Location labeling items:

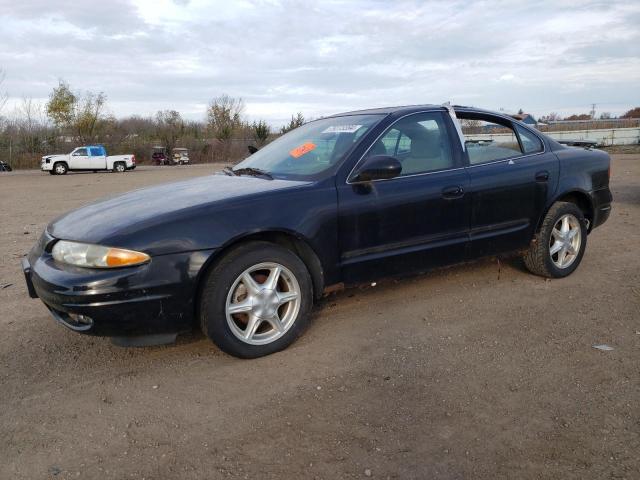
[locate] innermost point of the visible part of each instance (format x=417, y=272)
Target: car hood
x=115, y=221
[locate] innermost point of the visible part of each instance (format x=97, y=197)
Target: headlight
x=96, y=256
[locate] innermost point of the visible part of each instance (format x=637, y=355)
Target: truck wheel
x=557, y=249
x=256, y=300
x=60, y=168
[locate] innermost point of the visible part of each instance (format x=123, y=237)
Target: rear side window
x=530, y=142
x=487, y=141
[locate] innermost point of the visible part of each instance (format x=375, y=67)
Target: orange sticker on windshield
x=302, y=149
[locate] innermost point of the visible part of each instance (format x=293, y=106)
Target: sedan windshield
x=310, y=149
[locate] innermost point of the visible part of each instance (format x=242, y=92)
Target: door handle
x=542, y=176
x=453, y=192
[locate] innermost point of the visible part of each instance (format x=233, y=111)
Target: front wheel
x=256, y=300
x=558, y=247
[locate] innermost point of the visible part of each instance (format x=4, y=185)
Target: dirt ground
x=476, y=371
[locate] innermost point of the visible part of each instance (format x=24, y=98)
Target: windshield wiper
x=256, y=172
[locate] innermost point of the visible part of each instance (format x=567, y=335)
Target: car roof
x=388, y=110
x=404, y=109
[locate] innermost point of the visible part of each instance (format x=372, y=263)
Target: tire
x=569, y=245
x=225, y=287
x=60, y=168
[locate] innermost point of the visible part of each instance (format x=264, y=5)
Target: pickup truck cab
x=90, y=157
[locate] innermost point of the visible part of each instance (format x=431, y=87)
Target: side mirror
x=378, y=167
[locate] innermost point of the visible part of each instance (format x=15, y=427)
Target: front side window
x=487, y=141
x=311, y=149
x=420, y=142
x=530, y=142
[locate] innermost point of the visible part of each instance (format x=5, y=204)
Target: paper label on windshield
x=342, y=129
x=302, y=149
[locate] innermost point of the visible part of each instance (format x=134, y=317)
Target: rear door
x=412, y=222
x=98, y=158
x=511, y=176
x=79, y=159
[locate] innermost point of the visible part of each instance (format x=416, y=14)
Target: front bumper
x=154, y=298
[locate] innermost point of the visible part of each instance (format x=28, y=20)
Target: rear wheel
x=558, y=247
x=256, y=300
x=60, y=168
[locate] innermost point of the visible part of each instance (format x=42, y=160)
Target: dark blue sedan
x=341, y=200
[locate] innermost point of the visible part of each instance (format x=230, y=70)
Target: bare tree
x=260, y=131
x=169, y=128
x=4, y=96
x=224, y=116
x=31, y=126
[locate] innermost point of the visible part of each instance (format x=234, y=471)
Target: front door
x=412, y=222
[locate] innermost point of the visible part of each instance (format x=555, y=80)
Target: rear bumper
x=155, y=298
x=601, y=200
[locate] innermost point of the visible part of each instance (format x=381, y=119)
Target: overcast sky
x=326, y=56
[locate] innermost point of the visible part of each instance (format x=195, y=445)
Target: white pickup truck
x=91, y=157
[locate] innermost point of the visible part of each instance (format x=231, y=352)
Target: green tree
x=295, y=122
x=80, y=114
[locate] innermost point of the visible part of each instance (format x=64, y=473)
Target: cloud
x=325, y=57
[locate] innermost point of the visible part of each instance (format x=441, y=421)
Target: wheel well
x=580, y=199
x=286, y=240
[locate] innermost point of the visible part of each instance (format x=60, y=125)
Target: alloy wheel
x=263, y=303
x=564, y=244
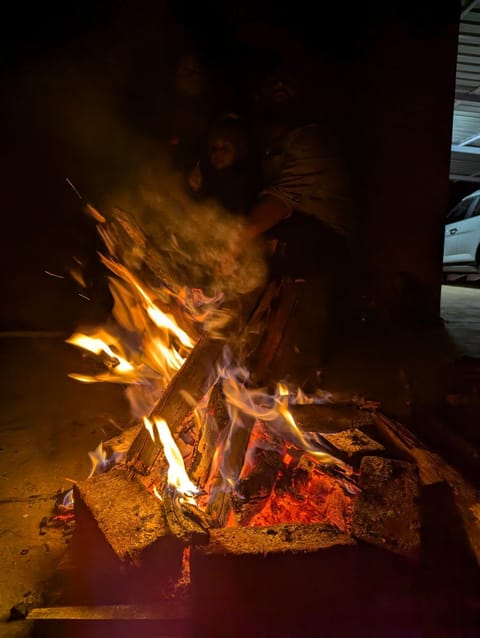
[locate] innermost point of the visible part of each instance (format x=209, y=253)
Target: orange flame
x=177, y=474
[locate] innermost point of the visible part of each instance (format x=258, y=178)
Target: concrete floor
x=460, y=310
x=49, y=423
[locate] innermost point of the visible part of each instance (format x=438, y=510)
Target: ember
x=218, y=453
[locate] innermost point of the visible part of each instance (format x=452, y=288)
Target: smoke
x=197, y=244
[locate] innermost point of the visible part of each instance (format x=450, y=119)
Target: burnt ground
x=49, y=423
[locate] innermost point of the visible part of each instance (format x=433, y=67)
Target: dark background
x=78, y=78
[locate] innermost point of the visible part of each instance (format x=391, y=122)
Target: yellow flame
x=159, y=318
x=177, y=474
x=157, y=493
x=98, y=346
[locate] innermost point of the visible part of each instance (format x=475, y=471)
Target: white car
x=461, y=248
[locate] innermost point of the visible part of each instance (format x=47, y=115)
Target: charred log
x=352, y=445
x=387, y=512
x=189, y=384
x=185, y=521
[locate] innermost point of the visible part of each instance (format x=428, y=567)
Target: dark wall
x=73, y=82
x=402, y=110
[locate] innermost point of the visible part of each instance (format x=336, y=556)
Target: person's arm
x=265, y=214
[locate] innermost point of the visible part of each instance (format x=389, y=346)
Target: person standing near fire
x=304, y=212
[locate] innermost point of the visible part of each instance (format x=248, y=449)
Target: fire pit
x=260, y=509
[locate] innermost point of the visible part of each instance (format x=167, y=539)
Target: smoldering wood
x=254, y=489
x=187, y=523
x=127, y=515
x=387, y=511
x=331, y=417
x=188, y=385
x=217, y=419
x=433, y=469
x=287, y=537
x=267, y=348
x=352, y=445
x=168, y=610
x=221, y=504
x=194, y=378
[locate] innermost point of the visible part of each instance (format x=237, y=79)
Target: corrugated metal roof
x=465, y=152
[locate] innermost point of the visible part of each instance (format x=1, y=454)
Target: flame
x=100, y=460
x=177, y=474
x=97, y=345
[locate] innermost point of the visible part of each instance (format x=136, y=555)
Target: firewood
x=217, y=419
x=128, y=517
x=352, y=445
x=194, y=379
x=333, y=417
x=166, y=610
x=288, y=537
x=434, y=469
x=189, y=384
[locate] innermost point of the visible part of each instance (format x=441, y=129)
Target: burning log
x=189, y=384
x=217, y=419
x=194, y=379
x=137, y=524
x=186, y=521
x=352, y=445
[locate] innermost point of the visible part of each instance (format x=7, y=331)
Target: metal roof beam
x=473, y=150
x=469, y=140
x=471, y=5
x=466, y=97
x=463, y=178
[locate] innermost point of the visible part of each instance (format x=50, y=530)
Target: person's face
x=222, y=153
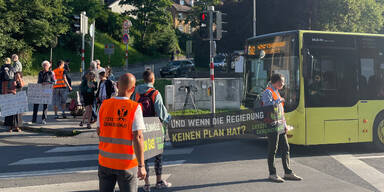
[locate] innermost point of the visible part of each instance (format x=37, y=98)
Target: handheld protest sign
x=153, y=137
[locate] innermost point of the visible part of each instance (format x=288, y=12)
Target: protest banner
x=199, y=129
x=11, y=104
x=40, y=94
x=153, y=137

◆ **To be done**: Rescale the lines starting with the one containing "(format x=230, y=70)" and going on through the one containing "x=601, y=200", reproducing every line, requests included. Multiply each answer coordinate by 2.25 and round to whole numbers, halves up, while leaving the requests and their format samples unchanged.

◆ **Response to the exercise**:
[locate] innermost point of the visible part of each instance (format x=230, y=70)
Target: bare tree
x=585, y=295
x=380, y=288
x=9, y=216
x=504, y=261
x=70, y=284
[locate] innermost point of the visible part of each instance (format x=234, y=471)
Target: front door
x=927, y=500
[locate] innermost point of the visible part of each instance (format x=555, y=80)
Target: rear bumper
x=349, y=671
x=1352, y=450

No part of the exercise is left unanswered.